Begin Recorded information
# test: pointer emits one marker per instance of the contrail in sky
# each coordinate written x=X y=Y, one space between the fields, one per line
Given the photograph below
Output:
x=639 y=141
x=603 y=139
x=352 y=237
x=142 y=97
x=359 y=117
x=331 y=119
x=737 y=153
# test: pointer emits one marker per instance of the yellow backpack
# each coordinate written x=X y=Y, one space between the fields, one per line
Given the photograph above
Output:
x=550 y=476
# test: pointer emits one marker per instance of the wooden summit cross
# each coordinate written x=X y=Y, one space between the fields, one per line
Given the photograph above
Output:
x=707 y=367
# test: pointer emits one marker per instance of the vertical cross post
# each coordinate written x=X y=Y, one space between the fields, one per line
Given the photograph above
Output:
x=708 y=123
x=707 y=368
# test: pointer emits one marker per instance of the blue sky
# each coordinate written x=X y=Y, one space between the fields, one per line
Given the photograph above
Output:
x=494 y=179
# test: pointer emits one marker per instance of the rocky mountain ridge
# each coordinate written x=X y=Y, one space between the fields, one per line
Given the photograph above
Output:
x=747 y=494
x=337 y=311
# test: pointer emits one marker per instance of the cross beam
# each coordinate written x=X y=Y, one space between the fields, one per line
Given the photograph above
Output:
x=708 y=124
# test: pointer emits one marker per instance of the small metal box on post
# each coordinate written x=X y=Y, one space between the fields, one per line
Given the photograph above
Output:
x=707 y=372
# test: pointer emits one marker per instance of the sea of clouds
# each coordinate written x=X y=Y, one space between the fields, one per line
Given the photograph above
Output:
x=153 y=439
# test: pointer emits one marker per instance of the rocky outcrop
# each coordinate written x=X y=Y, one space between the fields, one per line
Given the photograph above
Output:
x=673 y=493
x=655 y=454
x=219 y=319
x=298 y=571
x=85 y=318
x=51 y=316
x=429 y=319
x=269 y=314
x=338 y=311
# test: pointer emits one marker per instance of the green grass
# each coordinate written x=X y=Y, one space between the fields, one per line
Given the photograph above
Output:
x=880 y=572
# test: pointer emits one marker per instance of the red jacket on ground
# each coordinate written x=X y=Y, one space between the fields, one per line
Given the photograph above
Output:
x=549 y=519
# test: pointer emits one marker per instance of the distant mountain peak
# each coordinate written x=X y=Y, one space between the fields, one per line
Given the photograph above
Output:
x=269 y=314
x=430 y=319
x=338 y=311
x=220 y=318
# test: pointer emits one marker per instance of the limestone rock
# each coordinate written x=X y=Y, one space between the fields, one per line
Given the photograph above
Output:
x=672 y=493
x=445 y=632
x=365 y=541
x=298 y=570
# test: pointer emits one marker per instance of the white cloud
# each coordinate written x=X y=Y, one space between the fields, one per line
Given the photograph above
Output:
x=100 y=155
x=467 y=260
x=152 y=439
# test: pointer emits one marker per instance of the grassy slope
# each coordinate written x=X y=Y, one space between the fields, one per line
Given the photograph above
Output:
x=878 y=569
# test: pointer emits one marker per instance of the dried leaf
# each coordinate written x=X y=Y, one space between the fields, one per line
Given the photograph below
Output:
End Recorded information
> **Work to do**
Turn the lines above, from the line containing "# test: pointer emits one marker per instance of the small" through the line containing "x=707 y=372", into a JSON list of strings with one string per line. Leave out any blank lines.

> **Response to this task**
[
  "# test: pointer emits one marker per instance of the small metal box on post",
  "# each coordinate written x=X y=Y, one space between the fields, one per line",
  "Given the photograph above",
  "Output:",
  "x=707 y=372"
]